### SUPPLIED PASSAGE
+ + + + +

As friedo said, you can just use the power of Google. Here’s a combo HTML/JavaScript snippet you can use:


<script type="text/javascript">
function SearchPDF()
{
	var site = "www.yoursite.com";
	window.location.href = "http://www.google.com/search?hl=en&q="
		+ document.getElementById("txtPDFSearch").value
		+ " site:" + site + " filetype:pdf";
}
</script>

<input type="text" id="txtPDFSearch" />
<input type="button" id="btnPDFSearch" 
	onclick="SearchPDF();" value="Search for PDFs" />

Just change the ‘www.yoursite.com’ to the name of your own site, and you’re ready to go (as long as Google has indexed your PDFs, that is. It may take several days/weeks between uploading a new PDF and Google including it within its search index).

You may find a static index generation tool that you can run whenever you update your PDFs, but they may be pricey. You could also get google/yahoo/search engine of choice to index your website, and provide a custom search box, but you lose some level of privacy.

For really dynamic stuff, you need to install a search engine to your website. Basically, part of your website has to move from being static - just a bunch of html and other files delivered from a web server application - to being dynamic, with code that runs on the web server, indexes the data, and delivers the results to the clients. Or, some dynamic scripts use the google API to deliver search results.

So you need to look at your web server itself to see if it is capable of dynamic code execution and (maybe) database access. There a number of PHP scripts that can do this sort of thing - it really depends on how complex you want to get.

on preview: what everyone else said.

Si

If you’re running IIS, you can do it using Index Server and an extension that will allow it to index PDFs. Then you’ll have to create some interface for searching the index.

That’s what that software does. But using that software assumes you have your own server (or installation rights on it) and the ability to hook up the code to make it do what you want.

Why don’t you just have them download the freaking PDFs and search them in Acrobat Reader?

+ + + + +

### RECORD EXTRACTS
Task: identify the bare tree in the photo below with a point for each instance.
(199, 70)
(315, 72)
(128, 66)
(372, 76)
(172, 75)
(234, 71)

+ + + + +

### OBJECTIVE A
List every product or service the thread on searching PDFs names, not counting programming or markup languages.
### OBJECTIVE B
According to the thread on searching PDFs, how long may it take between uploading a new PDF and Google including it in its search index?

### RESULT A
Google (including the Google API), Yahoo, IIS, Index Server, Acrobat Reader

### RESULT B
Several days or weeks.